# [Task data]
○ ○ ○

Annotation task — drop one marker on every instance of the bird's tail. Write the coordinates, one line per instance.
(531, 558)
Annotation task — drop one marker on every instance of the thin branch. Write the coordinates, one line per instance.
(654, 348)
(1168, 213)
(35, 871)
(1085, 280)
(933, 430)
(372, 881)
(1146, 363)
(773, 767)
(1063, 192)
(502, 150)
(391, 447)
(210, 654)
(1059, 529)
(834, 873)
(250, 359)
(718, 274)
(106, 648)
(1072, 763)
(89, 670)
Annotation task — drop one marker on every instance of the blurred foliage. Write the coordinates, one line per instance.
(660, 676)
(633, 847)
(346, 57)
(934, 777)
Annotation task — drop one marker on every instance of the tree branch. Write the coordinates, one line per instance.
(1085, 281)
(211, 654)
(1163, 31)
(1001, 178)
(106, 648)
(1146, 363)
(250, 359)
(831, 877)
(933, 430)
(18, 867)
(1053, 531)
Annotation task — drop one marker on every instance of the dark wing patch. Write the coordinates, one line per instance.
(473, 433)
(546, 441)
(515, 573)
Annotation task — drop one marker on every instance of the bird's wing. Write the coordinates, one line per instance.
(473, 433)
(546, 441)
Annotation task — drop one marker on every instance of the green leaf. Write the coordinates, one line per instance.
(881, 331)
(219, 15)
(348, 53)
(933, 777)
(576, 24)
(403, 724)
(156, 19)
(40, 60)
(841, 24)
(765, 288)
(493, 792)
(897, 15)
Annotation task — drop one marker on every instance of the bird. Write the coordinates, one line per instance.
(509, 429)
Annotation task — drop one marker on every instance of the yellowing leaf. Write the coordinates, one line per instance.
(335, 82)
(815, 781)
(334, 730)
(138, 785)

○ ○ ○

# [Task instructions]
Your answer should consist of the material above, written out word for word.

# [Output for this task]
Annotation task — drop one marker on every instance of the bird's tail. Write the coordinates, one line per instance.
(531, 558)
Annotation task — drop one marker on every instance of the thin branch. Write the coordinates, one line per instance.
(654, 348)
(1168, 213)
(35, 871)
(1085, 280)
(933, 430)
(372, 881)
(1146, 363)
(773, 767)
(1063, 192)
(502, 150)
(391, 447)
(210, 654)
(1059, 529)
(834, 873)
(250, 359)
(718, 274)
(106, 648)
(1072, 763)
(89, 670)
Annotation task — drop one marker on every instance of the blurred foliage. Write the coordinates, one line per instance.
(660, 676)
(633, 847)
(346, 57)
(934, 777)
Annotation task — drop one marker on every instance of the tree branch. Write the coordinates, one line per instance.
(1085, 281)
(211, 654)
(1163, 31)
(1001, 178)
(106, 648)
(1146, 363)
(250, 359)
(831, 877)
(933, 430)
(18, 867)
(1053, 531)
Annotation task — drop one marker on every instance of the dark wing patch. Write the coordinates, one line per instance.
(473, 433)
(546, 441)
(515, 573)
Annotation task — drop one marker on every instance of the bird's wing. Write the coordinates, one line per instance.
(473, 433)
(546, 441)
Annotation task — drop one marker on every instance of the green leaf. Write the coordinates, one line per instance.
(881, 331)
(219, 15)
(348, 53)
(933, 777)
(576, 24)
(403, 724)
(156, 19)
(40, 60)
(841, 24)
(765, 288)
(493, 792)
(897, 15)
Annotation task — drop one marker on every instance of the bird. Write the coordinates, one line per instance.
(509, 429)
Annotation task — drop one marker on every instance of the yellowing leaf. Write the coordinates, one line per instance.
(335, 82)
(815, 781)
(334, 730)
(138, 785)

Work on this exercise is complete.